▸ Given instruction
Count how many lines in the rows below contain the string "logo". Reply with the number only.

Labeled point records:
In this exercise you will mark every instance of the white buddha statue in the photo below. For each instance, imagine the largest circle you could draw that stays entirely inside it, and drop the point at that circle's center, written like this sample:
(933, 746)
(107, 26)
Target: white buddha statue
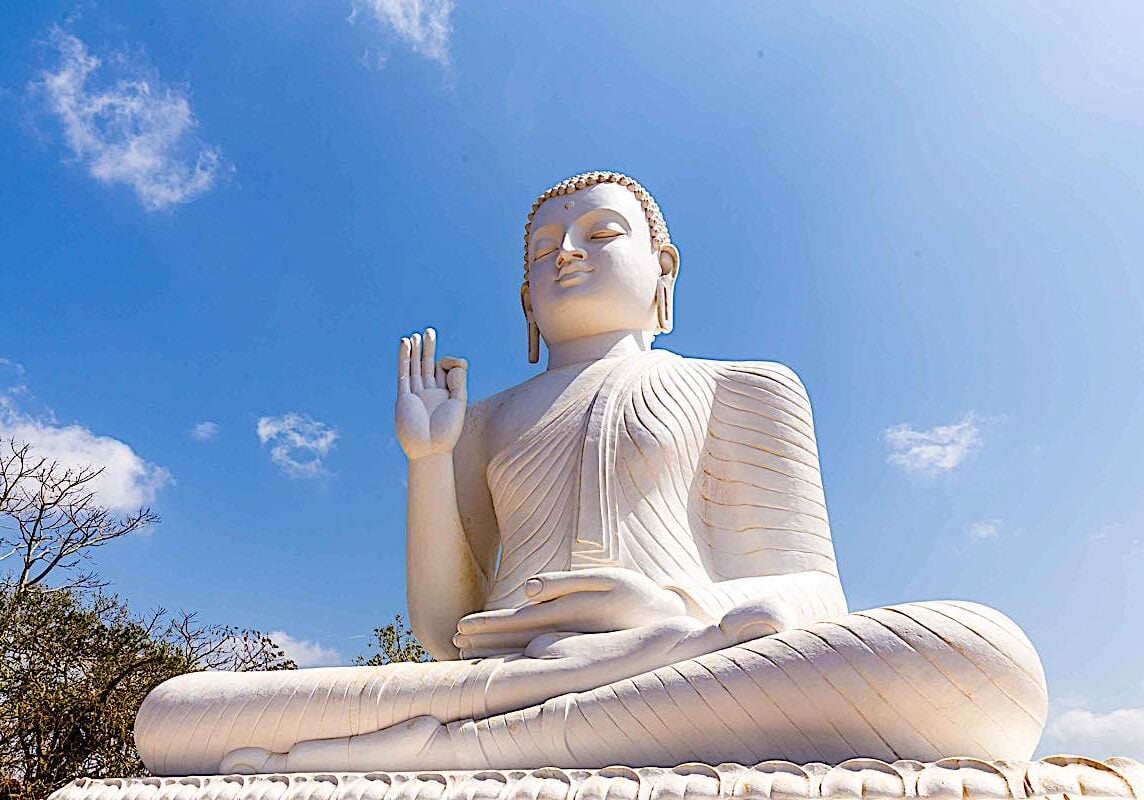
(624, 560)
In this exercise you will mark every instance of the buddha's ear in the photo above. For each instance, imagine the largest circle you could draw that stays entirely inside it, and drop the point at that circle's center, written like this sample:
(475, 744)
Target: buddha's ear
(669, 261)
(665, 288)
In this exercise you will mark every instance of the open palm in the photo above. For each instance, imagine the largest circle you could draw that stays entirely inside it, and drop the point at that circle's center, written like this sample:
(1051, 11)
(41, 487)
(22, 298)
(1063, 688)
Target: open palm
(431, 396)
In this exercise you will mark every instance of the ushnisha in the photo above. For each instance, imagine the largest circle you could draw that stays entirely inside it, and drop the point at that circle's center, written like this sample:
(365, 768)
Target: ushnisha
(626, 559)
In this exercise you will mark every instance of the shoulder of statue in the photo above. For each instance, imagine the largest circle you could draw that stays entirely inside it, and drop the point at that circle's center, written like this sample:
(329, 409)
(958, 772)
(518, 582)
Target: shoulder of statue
(748, 375)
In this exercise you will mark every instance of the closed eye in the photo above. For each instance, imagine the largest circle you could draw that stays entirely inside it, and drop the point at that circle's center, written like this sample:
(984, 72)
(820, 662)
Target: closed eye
(609, 231)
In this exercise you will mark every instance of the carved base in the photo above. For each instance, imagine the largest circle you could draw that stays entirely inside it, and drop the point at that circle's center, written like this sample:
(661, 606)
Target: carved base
(1069, 776)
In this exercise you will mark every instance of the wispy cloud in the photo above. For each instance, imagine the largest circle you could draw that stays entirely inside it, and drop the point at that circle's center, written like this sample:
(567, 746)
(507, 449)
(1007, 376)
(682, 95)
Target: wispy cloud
(299, 444)
(127, 481)
(936, 450)
(129, 128)
(306, 652)
(422, 24)
(1097, 735)
(205, 432)
(985, 529)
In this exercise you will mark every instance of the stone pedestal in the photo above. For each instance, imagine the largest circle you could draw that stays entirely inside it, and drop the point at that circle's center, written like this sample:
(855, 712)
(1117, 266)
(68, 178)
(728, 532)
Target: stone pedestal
(1065, 776)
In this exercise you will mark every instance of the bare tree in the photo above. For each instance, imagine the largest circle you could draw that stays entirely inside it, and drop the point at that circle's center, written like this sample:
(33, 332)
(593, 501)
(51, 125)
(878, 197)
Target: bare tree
(74, 662)
(394, 642)
(50, 520)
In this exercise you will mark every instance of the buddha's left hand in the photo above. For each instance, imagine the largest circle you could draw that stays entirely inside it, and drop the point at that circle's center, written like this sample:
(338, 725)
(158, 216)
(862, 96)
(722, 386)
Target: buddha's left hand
(584, 601)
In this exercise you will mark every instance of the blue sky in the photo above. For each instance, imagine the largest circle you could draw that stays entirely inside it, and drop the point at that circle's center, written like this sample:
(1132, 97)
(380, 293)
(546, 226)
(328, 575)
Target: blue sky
(222, 214)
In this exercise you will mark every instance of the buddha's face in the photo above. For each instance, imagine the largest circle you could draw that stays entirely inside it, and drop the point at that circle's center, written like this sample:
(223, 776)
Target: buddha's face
(593, 267)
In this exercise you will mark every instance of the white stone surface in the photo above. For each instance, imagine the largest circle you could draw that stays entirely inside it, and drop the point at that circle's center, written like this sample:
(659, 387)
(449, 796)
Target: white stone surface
(627, 559)
(961, 778)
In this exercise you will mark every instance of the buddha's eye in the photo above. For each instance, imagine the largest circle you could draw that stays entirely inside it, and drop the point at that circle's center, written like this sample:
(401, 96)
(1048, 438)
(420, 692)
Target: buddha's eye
(608, 231)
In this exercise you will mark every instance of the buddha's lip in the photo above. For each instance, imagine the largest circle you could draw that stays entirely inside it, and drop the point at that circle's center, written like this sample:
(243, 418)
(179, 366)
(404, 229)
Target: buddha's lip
(576, 270)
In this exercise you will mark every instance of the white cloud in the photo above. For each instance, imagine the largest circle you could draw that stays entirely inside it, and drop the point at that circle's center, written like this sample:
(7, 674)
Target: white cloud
(985, 529)
(422, 24)
(127, 481)
(306, 652)
(205, 432)
(298, 443)
(934, 451)
(1081, 731)
(133, 129)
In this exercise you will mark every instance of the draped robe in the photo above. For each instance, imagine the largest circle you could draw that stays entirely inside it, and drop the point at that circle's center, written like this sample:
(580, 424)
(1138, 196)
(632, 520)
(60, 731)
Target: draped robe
(704, 476)
(700, 474)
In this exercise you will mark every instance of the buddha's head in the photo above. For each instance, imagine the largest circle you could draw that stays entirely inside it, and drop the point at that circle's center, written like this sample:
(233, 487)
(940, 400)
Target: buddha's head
(597, 259)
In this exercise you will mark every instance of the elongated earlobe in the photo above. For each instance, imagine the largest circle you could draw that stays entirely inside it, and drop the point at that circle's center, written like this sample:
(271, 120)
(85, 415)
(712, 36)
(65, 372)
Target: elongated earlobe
(531, 322)
(665, 288)
(664, 301)
(533, 342)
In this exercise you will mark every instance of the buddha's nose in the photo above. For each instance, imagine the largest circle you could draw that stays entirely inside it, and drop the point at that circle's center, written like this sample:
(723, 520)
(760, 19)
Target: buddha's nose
(567, 253)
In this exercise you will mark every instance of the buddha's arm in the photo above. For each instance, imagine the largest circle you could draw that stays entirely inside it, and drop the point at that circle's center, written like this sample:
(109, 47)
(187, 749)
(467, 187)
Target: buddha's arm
(759, 508)
(449, 555)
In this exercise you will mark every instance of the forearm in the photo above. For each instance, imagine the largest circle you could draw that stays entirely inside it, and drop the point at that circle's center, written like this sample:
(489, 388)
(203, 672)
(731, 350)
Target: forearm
(803, 597)
(444, 581)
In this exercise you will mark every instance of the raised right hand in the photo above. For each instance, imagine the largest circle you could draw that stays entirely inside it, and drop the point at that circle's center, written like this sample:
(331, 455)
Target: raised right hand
(430, 397)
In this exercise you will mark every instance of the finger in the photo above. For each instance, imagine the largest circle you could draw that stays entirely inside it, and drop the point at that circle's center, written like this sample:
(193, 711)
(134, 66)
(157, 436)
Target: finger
(429, 351)
(542, 646)
(500, 642)
(551, 585)
(457, 380)
(403, 366)
(489, 654)
(581, 612)
(415, 381)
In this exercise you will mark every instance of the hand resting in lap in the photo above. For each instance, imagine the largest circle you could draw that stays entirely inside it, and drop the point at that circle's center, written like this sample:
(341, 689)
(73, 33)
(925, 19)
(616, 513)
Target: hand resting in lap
(571, 615)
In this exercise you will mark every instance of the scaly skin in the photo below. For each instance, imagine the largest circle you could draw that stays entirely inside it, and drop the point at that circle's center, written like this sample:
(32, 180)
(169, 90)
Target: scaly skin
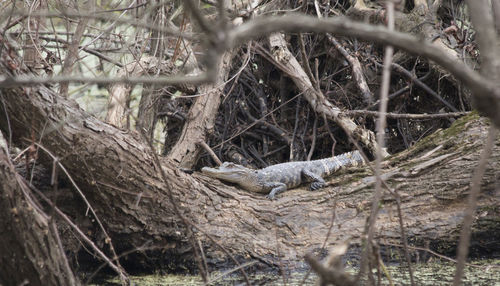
(280, 177)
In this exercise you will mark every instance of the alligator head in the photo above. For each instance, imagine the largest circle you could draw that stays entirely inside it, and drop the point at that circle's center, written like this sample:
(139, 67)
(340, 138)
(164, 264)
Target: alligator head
(234, 173)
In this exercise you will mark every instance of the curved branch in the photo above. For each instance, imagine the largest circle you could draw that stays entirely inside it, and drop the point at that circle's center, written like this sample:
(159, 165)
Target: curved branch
(483, 89)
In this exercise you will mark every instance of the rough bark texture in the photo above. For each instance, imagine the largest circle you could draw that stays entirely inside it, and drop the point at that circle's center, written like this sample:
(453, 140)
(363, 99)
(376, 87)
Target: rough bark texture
(201, 117)
(29, 252)
(113, 168)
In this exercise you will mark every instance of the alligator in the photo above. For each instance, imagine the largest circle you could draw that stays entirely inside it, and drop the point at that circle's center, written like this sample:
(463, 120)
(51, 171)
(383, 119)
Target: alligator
(280, 177)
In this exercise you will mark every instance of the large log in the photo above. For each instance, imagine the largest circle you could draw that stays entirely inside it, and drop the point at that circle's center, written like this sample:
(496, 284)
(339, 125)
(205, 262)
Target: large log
(115, 170)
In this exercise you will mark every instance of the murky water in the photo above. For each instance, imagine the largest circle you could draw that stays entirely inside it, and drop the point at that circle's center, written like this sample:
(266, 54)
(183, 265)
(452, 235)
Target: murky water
(432, 273)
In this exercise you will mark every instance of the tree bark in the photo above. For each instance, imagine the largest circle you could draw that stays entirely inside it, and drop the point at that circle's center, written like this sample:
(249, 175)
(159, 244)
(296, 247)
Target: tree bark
(116, 172)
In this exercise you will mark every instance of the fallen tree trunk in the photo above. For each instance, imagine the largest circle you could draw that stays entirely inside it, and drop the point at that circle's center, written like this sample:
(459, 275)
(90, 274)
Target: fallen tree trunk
(116, 173)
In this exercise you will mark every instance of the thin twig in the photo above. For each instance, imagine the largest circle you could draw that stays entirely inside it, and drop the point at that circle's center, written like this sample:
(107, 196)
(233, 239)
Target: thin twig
(475, 187)
(405, 115)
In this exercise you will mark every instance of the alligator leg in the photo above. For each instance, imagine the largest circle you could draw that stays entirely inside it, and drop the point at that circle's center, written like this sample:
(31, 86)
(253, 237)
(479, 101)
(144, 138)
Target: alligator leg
(276, 188)
(317, 181)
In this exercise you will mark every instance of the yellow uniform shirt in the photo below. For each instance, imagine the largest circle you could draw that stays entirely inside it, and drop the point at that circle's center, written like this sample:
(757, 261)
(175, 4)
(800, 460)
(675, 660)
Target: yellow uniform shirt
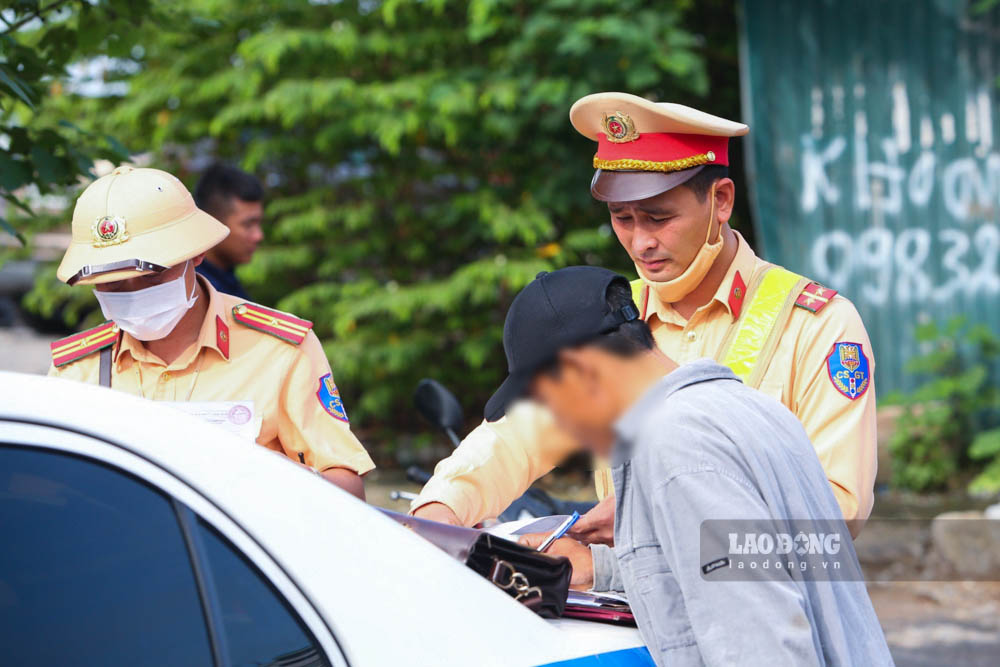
(290, 385)
(498, 461)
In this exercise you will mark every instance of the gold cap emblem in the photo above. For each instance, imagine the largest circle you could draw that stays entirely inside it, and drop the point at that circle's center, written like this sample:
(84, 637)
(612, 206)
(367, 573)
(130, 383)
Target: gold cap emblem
(109, 230)
(619, 127)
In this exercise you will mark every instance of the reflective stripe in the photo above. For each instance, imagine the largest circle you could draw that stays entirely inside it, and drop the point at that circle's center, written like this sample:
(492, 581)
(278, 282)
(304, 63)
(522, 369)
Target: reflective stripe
(759, 318)
(639, 296)
(630, 657)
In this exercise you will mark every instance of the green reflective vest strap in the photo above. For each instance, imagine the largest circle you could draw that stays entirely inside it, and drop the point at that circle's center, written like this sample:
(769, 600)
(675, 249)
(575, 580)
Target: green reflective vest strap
(639, 296)
(762, 322)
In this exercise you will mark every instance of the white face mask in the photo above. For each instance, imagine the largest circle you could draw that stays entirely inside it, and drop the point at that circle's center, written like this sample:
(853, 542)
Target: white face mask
(150, 313)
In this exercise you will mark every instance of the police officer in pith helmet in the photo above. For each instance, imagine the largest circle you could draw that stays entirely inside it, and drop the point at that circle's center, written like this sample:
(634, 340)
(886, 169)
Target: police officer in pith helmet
(170, 336)
(661, 169)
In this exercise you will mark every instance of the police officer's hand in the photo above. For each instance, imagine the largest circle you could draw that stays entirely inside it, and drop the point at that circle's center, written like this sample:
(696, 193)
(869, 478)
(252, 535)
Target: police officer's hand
(438, 512)
(578, 554)
(598, 525)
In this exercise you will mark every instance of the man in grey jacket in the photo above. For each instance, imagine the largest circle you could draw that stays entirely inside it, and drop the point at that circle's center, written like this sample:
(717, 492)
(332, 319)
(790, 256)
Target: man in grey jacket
(728, 539)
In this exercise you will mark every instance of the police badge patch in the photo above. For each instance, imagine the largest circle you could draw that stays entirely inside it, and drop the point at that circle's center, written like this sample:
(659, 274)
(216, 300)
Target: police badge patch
(849, 369)
(329, 398)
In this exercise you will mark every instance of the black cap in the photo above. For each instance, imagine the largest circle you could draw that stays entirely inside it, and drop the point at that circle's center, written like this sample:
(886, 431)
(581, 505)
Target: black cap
(555, 311)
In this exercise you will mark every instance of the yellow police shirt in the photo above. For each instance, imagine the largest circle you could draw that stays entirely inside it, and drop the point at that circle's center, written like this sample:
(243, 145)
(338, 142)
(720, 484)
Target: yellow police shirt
(498, 461)
(291, 385)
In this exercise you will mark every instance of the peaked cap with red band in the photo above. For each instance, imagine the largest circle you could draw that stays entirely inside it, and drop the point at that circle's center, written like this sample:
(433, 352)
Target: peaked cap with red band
(645, 148)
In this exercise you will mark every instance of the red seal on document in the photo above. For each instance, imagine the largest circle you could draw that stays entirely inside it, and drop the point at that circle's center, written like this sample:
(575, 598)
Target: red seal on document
(239, 415)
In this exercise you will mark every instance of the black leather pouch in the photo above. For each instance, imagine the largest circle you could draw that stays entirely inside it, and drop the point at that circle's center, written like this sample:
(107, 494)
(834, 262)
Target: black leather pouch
(538, 581)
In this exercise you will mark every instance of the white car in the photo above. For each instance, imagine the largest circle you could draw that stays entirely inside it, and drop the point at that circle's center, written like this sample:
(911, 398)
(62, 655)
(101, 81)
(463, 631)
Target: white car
(133, 534)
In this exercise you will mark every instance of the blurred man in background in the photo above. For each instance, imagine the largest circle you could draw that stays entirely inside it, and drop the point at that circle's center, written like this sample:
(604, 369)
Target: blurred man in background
(235, 198)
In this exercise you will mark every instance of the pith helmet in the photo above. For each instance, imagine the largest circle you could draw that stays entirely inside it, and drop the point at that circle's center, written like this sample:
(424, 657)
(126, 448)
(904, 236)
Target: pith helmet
(134, 222)
(645, 148)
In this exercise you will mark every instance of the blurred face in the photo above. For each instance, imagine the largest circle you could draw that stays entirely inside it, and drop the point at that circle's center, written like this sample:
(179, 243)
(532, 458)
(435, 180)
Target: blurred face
(662, 234)
(579, 398)
(151, 279)
(245, 233)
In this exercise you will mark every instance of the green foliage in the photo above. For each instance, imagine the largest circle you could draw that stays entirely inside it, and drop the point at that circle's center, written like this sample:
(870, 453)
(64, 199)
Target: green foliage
(420, 162)
(942, 426)
(38, 40)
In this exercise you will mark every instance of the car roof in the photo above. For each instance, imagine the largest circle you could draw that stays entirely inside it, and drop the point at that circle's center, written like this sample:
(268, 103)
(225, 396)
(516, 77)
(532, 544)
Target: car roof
(391, 596)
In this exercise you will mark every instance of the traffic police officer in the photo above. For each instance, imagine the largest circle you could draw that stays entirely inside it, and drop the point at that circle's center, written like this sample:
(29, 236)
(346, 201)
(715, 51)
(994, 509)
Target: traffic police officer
(704, 293)
(137, 237)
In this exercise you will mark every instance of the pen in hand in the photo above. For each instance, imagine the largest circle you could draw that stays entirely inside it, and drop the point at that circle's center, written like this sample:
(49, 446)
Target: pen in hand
(559, 532)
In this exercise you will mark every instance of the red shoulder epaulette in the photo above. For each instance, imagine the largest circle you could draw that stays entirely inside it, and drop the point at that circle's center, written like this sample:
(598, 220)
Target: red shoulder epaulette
(77, 346)
(284, 326)
(814, 297)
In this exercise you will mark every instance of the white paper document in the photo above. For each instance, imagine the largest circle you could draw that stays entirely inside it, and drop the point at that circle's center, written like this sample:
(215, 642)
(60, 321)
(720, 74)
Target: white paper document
(236, 417)
(514, 529)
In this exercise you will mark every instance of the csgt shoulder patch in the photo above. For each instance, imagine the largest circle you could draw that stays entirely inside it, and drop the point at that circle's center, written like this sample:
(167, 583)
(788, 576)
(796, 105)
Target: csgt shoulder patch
(849, 369)
(329, 398)
(281, 325)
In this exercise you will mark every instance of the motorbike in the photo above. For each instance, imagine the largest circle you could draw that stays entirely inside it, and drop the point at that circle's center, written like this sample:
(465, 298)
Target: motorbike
(439, 406)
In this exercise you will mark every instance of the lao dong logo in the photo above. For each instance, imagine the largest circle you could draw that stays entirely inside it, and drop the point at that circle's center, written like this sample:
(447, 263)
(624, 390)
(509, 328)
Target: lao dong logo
(802, 544)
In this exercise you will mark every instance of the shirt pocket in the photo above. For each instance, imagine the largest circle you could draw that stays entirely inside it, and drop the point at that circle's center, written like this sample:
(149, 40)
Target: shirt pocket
(658, 602)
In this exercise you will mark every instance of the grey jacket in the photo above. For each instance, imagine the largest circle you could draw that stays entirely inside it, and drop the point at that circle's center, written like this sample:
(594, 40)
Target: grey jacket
(699, 458)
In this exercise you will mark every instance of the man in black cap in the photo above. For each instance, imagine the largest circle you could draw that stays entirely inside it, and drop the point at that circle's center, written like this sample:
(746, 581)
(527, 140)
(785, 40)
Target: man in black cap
(235, 198)
(690, 446)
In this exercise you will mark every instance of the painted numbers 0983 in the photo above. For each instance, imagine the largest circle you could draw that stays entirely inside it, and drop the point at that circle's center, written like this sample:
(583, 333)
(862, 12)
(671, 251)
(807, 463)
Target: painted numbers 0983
(908, 266)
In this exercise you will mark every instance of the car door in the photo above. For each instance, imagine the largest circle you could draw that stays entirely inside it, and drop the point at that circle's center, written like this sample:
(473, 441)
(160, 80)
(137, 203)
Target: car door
(107, 559)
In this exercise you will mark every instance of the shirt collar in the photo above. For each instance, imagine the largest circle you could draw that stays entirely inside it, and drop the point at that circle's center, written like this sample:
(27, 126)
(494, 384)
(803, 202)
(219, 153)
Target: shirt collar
(730, 293)
(214, 334)
(629, 425)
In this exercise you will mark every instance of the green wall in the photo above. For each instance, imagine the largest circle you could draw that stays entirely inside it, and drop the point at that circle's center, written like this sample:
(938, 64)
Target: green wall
(873, 157)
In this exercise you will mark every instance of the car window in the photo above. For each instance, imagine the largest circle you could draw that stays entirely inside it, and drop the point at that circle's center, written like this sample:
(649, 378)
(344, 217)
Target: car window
(259, 627)
(93, 568)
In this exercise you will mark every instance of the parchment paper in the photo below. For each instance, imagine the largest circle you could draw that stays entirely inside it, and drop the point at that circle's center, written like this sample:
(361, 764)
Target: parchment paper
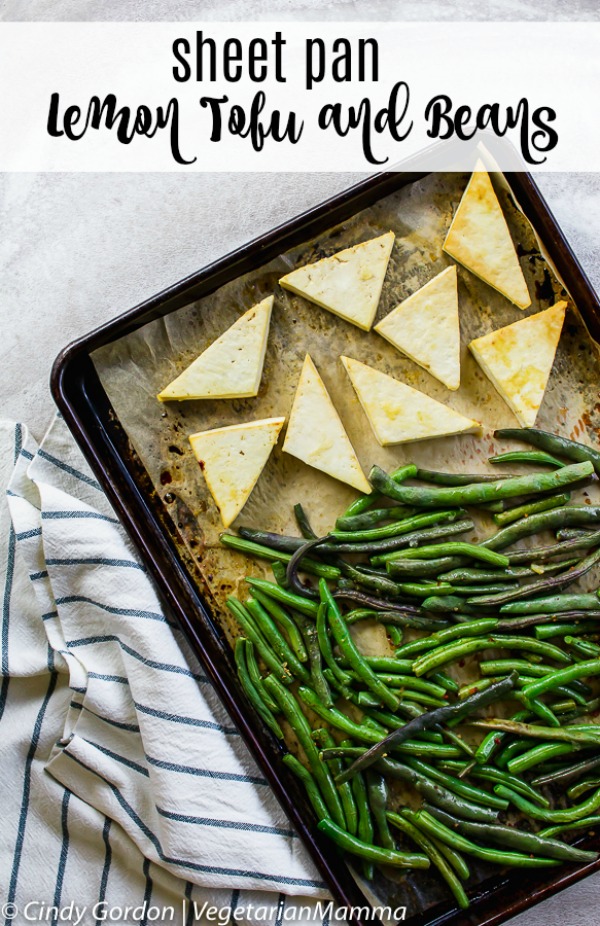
(134, 369)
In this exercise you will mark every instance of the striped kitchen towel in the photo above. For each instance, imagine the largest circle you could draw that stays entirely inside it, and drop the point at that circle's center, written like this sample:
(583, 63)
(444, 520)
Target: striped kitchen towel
(113, 727)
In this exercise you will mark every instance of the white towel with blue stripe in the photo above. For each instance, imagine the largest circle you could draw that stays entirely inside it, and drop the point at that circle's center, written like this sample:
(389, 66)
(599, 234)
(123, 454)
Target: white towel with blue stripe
(127, 773)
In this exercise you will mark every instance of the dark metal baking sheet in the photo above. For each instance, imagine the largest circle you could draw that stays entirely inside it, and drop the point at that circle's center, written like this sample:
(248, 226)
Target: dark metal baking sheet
(88, 412)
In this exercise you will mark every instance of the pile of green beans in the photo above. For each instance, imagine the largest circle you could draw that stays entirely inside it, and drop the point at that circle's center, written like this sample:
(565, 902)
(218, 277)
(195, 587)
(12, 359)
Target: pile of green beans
(474, 734)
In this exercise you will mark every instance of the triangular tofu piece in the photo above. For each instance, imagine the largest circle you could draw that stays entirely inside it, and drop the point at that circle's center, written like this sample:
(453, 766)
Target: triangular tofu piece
(232, 459)
(316, 435)
(480, 240)
(425, 328)
(348, 283)
(518, 359)
(398, 413)
(231, 367)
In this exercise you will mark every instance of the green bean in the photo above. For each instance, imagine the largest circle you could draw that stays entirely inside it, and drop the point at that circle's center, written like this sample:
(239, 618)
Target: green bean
(360, 505)
(371, 700)
(370, 518)
(457, 479)
(405, 526)
(465, 647)
(324, 740)
(581, 787)
(473, 628)
(540, 554)
(548, 631)
(253, 694)
(456, 860)
(554, 604)
(255, 676)
(355, 846)
(406, 825)
(552, 443)
(524, 511)
(417, 590)
(364, 502)
(537, 707)
(376, 582)
(472, 687)
(278, 643)
(325, 646)
(451, 548)
(527, 456)
(483, 576)
(444, 681)
(385, 550)
(262, 647)
(415, 621)
(468, 590)
(365, 831)
(513, 838)
(377, 791)
(282, 543)
(394, 680)
(497, 856)
(284, 596)
(563, 677)
(262, 552)
(280, 615)
(503, 666)
(585, 647)
(312, 790)
(449, 603)
(477, 795)
(387, 664)
(586, 823)
(581, 735)
(478, 492)
(317, 677)
(430, 719)
(489, 773)
(297, 721)
(545, 520)
(559, 581)
(537, 755)
(337, 719)
(587, 807)
(436, 793)
(350, 652)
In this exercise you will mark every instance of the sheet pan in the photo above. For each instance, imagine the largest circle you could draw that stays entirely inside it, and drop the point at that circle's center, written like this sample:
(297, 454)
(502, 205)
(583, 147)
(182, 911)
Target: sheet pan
(106, 384)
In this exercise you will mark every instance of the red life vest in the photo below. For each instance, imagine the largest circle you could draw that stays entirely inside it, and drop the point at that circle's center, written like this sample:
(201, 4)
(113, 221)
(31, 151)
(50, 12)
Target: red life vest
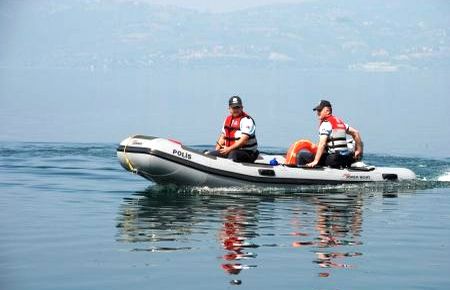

▸ Written response
2